Village de Mae On – province de Chiang Mai (Thaïlande)
Année 2013
© Natchayarat Pattinan
Avant-propos :
« La Laponie, avec ses sautes de climat, ses cheminements sauvages, sa beauté brute, ses lumières inouïes, sa flore à profusion, ses solitudes monastiques et sa gabegie de lacs constitue assurément une expérience totale qui pousse le corps à ses limites sans cesser heureusement de charmer l’esprit.
Il m’est ainsi arrivé d’y marcher vingt-quatre heures d’affilée, tant ses beautés aimantaient ma curiosité jusqu’au déraisonnable. C’est le cocon de sa sensualité ambiante qui nourrissait des jambes, on peut l’imaginer, plus que réticentes.
Cinq fois il m’a été donné de séjourner sous ces hautes latitudes, tantôt en mai, tantôt en juin, juillet ou août, et d’y constater comment l’hiver peut défier le printemps au mois de juin, lorsqu’un nouvel embâcle suit, contre toute attente, la débâcle et que des milliers d’oiseaux, revenus trop tôt, meurent par l’espoir fallacieux d’une nidification hâtive.

■ CONSIGNE 1
Résumez l'avant-propos sur la Laponie en deux phrases.
■ CONSIGNE 2
Poursuivez l'avant-propos sur la Laponie après sa dernière phrase.
Les données n'ont aucun lien avec l'avant-propos sur la Laponie.

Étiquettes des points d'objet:
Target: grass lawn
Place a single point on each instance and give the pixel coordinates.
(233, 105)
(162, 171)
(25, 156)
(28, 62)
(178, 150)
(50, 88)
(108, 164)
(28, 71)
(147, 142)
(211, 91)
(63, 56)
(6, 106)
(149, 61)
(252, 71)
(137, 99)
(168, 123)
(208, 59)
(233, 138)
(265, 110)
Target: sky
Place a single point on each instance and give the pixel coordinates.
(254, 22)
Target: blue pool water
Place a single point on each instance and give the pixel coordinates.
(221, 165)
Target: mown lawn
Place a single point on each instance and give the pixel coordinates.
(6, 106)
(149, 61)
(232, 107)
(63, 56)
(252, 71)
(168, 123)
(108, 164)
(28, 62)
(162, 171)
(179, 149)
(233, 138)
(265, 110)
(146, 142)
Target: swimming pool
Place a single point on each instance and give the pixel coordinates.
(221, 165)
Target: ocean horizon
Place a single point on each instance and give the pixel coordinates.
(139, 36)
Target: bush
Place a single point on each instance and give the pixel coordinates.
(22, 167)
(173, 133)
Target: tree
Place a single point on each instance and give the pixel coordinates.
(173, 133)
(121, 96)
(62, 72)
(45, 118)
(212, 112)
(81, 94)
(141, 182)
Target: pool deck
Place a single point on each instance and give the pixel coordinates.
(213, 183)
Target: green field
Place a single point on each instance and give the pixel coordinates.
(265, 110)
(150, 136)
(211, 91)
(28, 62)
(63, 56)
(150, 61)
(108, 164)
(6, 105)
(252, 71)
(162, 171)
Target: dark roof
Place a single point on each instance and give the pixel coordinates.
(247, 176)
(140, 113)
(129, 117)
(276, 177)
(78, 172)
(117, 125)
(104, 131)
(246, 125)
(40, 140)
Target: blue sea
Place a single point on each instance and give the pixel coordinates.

■ RÉPONSE RÉDIGÉE 1
L'avant-propos présente la Laponie comme une expérience totale, qui pousse le corps à ses limites tout en charmant l'esprit par son climat changeant, sa beauté brute, ses lumières, sa flore et ses lacs. Il évoque une marche de vingt-quatre heures d'affilée et cinq séjours entre mai et août, qui ont permis de constater que l'hiver peut défier le printemps en juin, au point que des milliers d'oiseaux revenus trop tôt en meurent.

■ RÉPONSE RÉDIGÉE 2
L’hiver, lui, se manifeste parfois au mois d’août, illustrant sans fard ce que l’expression “brièveté de l’été arctique” signifie. Et encore est-il des lieux près de la mer de Barents où la notion géographique d’été n’existe pas, la température moyenne des mois dits estivaux restant inférieure à ce que les géographes définissent comme seuil ! Comment ne pas évoquer aussi la confrontation quasi constante avec les moustiques qui, en certains lieux, rendent, par leur bourdonnement, toute concentration difficile. Leur nombre et leur variété ainsi que l’âpreté du climat sont les gardiens du sanctuaire lapon.
Mais si l’on parvient à se les concilier, il devient possible de vivre des moments marquants dans des paysages exaltants : canyons vertigineux, fleuves immenses, côtes du bout du monde dont les grèves caillouteuses arborent sporadiquement quelque ossature baleinière, profils glaciaires saisissants, colonies d’oiseaux de mer incomparables, rivières d’un bleu parfait courant dans des vallées verdoyantes.
Les aménités ornithologiques, spécialement dans la toundra, ravissent l’observateur par leur familiarité : rassemblements de plusieurs couvées de lagopèdes qui détalent sous le pied en criaillements inattendus ; piqués du labbe à longue queue pour essayer d’obtenir sa provende ; acrobaties aquatiques du phalarope ou piaillements du bruant des neiges?
La Laponie, c’est toutefois plus que cette somme de beautés à haute dilution ; c’est une atmosphère toute particulière qui ouvre l’individu à des réflexions nouvelles. Comme le désert, elle est une terre propice à la méditation. Il n’est guère étonnant que des auteurs tels que Frison-Roche aient trouvé leur inspiration dans trois milieux apparemment distincts et pourtant proches au niveau vibratoire : Sahara, Alpes et Laponie. »
Révélation dans la taïga
(p. 11-13, Transboréal, ? Voyage en poche », 2014)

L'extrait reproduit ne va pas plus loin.